PROVIDED ENTRIES:
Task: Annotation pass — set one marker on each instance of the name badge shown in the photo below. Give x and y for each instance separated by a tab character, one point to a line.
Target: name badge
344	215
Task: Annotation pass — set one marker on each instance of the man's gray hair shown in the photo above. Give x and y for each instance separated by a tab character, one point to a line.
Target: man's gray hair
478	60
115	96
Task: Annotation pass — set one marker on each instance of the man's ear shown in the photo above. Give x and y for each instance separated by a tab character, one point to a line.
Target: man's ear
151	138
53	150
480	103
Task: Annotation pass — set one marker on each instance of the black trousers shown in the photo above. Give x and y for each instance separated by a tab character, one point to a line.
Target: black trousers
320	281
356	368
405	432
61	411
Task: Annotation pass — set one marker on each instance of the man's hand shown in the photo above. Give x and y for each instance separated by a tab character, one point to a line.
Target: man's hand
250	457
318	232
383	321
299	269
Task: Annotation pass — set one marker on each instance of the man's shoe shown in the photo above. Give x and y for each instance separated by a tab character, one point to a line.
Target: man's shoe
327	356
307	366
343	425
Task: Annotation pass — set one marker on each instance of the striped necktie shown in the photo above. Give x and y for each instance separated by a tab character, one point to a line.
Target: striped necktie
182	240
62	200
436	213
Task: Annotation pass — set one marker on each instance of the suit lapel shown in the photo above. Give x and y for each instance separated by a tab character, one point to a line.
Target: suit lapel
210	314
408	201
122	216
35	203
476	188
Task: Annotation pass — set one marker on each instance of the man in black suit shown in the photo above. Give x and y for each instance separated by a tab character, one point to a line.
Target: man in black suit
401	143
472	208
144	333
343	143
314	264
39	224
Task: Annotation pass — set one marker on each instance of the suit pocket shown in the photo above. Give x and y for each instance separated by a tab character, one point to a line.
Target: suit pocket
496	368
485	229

WORK ORDER:
Could you transcribe the whole listing above without any edits?

RESULT OF THE TASK:
Task: Annotation pass — set one marker on each instance of the name badge shown in the photo below. Give x and y for each instance separated by a tab character, one point to a line.
Target: name badge
344	215
Task: Annotation pass — set one marker on each instance of the man's gray hair shown in the photo above. Give x and y for each instance separated by a tab character, one point to a line.
Target: man's gray hair
478	60
115	96
Task: Annotation pass — set one marker on each instance of the man's ear shown in the photo above. Give x and y for each instance separated by a tab character, one point to a line.
Target: man's ear
151	138
53	150
480	103
Task: Annotation pass — set one marker on each instance of the black trousers shown in the photo above. Give x and y for each instance separated by a tab character, one point to a line.
Target: black trousers
320	281
356	368
405	432
61	411
Task: Annotation pass — set one marker on each instance of the man's hand shown in the photo above. Give x and y for each instance separated by a tab character, one point to a line.
Target: man's hand
250	457
318	232
383	321
299	269
Task: Annotation pass — set one marker on each instance of the man's shoe shown in the photo above. Give x and y for each instance separated by a tab character, one point to a line.
Target: man's shoe
327	356
307	366
343	425
Task: Annotation pass — set one marker on each instance of the striped necktie shown in the photo above. Give x and y for each instance separated by a tab character, one point to a line.
Target: striped necktie
182	240
62	200
436	213
Task: Annotation pass — set one marker on each instance of the suit lapel shown in the photo above. Give x and y for each instance separated by a tab character, one point to a line.
Target: suit lapel
210	314
408	201
122	216
35	203
476	188
Task: Annotation pass — set one marker on each instance of the man in black suit shown in the photo above. Give x and y for each instance separated by a tab character, one point to a line.
Target: man in black suit
401	143
472	208
144	333
343	143
314	264
39	224
Task: Annotation pass — set one marker on each instance of the suit pocket shown in the photo above. Give x and y for each instance separated by a tab character, one point to a line.
Target: suit pocket
496	368
485	229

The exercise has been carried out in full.